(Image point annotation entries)
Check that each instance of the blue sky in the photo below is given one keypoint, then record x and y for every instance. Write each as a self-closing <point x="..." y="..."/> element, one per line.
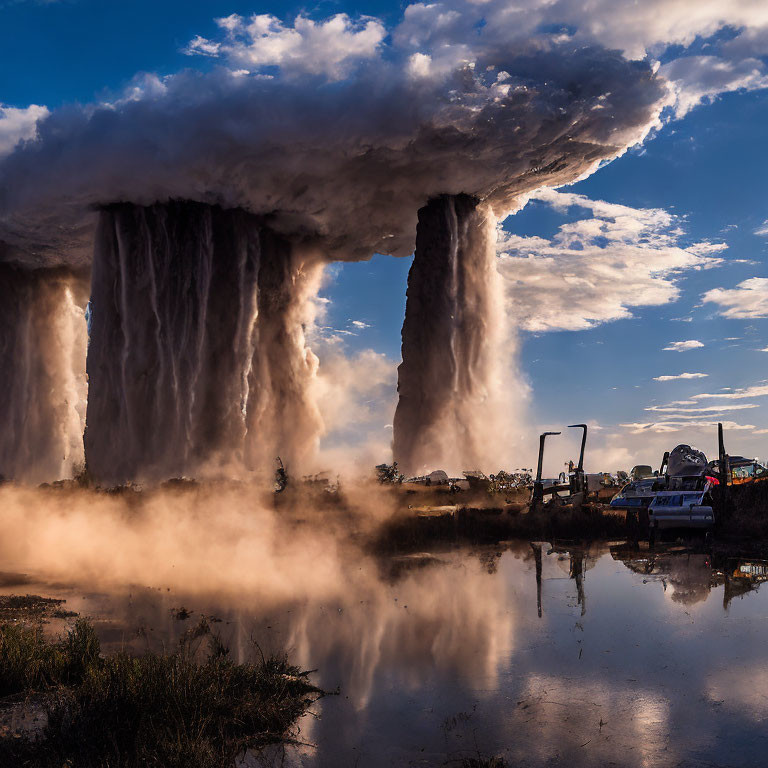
<point x="709" y="168"/>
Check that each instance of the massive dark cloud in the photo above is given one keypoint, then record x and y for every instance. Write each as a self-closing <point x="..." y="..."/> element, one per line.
<point x="348" y="162"/>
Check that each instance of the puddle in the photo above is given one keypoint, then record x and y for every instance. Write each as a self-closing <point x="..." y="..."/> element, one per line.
<point x="543" y="655"/>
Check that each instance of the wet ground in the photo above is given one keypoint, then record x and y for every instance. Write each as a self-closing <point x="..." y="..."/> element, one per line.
<point x="542" y="654"/>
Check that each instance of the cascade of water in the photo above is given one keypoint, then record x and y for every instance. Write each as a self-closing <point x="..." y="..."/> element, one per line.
<point x="282" y="415"/>
<point x="197" y="360"/>
<point x="450" y="382"/>
<point x="42" y="373"/>
<point x="173" y="303"/>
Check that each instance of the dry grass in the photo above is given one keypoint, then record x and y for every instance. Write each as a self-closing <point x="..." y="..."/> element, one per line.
<point x="192" y="708"/>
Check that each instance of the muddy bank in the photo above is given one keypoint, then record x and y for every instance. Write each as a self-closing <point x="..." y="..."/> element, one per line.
<point x="408" y="530"/>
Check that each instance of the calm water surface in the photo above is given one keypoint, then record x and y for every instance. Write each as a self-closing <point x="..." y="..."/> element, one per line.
<point x="540" y="654"/>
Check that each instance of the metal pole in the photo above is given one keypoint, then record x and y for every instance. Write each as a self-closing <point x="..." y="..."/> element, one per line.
<point x="579" y="481"/>
<point x="538" y="487"/>
<point x="583" y="443"/>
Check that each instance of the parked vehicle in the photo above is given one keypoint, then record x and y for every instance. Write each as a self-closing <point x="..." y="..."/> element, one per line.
<point x="742" y="470"/>
<point x="682" y="509"/>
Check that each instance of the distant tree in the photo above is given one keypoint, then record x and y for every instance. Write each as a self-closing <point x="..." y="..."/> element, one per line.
<point x="388" y="474"/>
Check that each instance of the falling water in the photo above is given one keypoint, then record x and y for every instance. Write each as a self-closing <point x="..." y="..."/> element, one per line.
<point x="42" y="373"/>
<point x="186" y="337"/>
<point x="282" y="416"/>
<point x="451" y="379"/>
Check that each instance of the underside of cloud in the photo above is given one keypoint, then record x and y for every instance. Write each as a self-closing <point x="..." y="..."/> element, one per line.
<point x="340" y="129"/>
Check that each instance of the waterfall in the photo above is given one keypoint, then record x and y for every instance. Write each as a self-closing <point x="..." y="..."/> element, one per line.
<point x="42" y="373"/>
<point x="197" y="356"/>
<point x="452" y="393"/>
<point x="282" y="416"/>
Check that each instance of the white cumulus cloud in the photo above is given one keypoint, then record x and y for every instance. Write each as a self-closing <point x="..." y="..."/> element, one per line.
<point x="748" y="300"/>
<point x="676" y="376"/>
<point x="596" y="269"/>
<point x="17" y="124"/>
<point x="682" y="346"/>
<point x="325" y="47"/>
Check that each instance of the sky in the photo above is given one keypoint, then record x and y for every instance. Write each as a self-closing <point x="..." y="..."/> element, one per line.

=== Do this ===
Give an exact reproduction of every line, leaving out any picture.

=== Result of this exercise ===
Check that each instance of the blue sky in the photo below is given one keypoint, then record x and y for every instance. Write each as a self-closing <point x="..." y="..."/> element, one per line.
<point x="709" y="168"/>
Check that each instance of the massive dark cloud in the photo above is given one keypoint, then record x and y for every instance. Write each as a self-closing <point x="..." y="..."/> element, one per line.
<point x="348" y="162"/>
Check that each instance of the puddle in the photo above is given one keypoint, then record x and y for every instance. Write each as a self-closing <point x="..." y="..."/> element, one per line.
<point x="543" y="655"/>
Check that each instance of the wet ground in the photo above is given one keypoint, then record x and y for every instance. Write each as a self-closing <point x="..." y="..."/> element, one per line.
<point x="542" y="654"/>
Check that each instance of the cascade of water in the photo above is given one keypoint, then record x and y for every instance. Write each as a self-closing <point x="..." y="..."/> element, one per line.
<point x="282" y="415"/>
<point x="197" y="360"/>
<point x="450" y="382"/>
<point x="42" y="373"/>
<point x="173" y="303"/>
Check that each instance of the dry grass in the photo above is given one keypoint, then record x and y for every instance. Write each as a self-closing <point x="..." y="..."/> element, one per line.
<point x="192" y="708"/>
Check that each instance of the muddy bank in the photo above is given one keypoint, then record x and y for every instance. Write each as a self-closing <point x="..." y="..."/> element, one per line.
<point x="408" y="530"/>
Check that each instance of the calm water surface in the photo above is given one keypoint, then record x and y for every instance. Write each as a self-closing <point x="..." y="..."/> element, one per line.
<point x="540" y="654"/>
Check that each instance of the metal pole in the photo above is given one keypoint, then record x and y for every instance. Write each as a self-closing <point x="..." y="..."/> element, one per line.
<point x="579" y="481"/>
<point x="538" y="487"/>
<point x="583" y="443"/>
Check that each instance of the parked vehicle in the photo above is given one keypoint, then record x and y for every instance. Write each as a self-closing <point x="..." y="..."/> element, one per line.
<point x="742" y="470"/>
<point x="682" y="509"/>
Check that each instance of the distant tree in the photo above is given one keypoint, then record x and y for every instance. Write each as a self-closing <point x="..." y="..."/> element, one per line.
<point x="388" y="474"/>
Check that each instance of the falling water in the photo above is given one keypoint, then record x and y for every instance. Write each as a self-closing <point x="..." y="..."/> element, one per line.
<point x="42" y="373"/>
<point x="186" y="337"/>
<point x="282" y="416"/>
<point x="451" y="379"/>
Check that each instance of the underside of cloud in the photo above is given one keypoint, then record x and y for every instance. Write each as a self-closing <point x="..." y="..."/> element, one per line.
<point x="340" y="129"/>
Check that each instance of the waterfall in the photo above is given one keypoint, then record x and y for every instance. Write each as a self-closing <point x="..." y="..."/> element, one per line.
<point x="42" y="373"/>
<point x="197" y="356"/>
<point x="452" y="393"/>
<point x="282" y="416"/>
Check that each instance of the white cumulus cloud in the photo above is given one keypoint, then record x and y for every instance. Write each as a self-closing <point x="..." y="..."/> element, one per line.
<point x="748" y="300"/>
<point x="676" y="376"/>
<point x="596" y="269"/>
<point x="17" y="124"/>
<point x="682" y="346"/>
<point x="325" y="47"/>
Check that each instance of the sky in the photo above is given one keypoint, then record x and y for every instance. Write each as a self-closing <point x="..." y="..."/> element, one per line.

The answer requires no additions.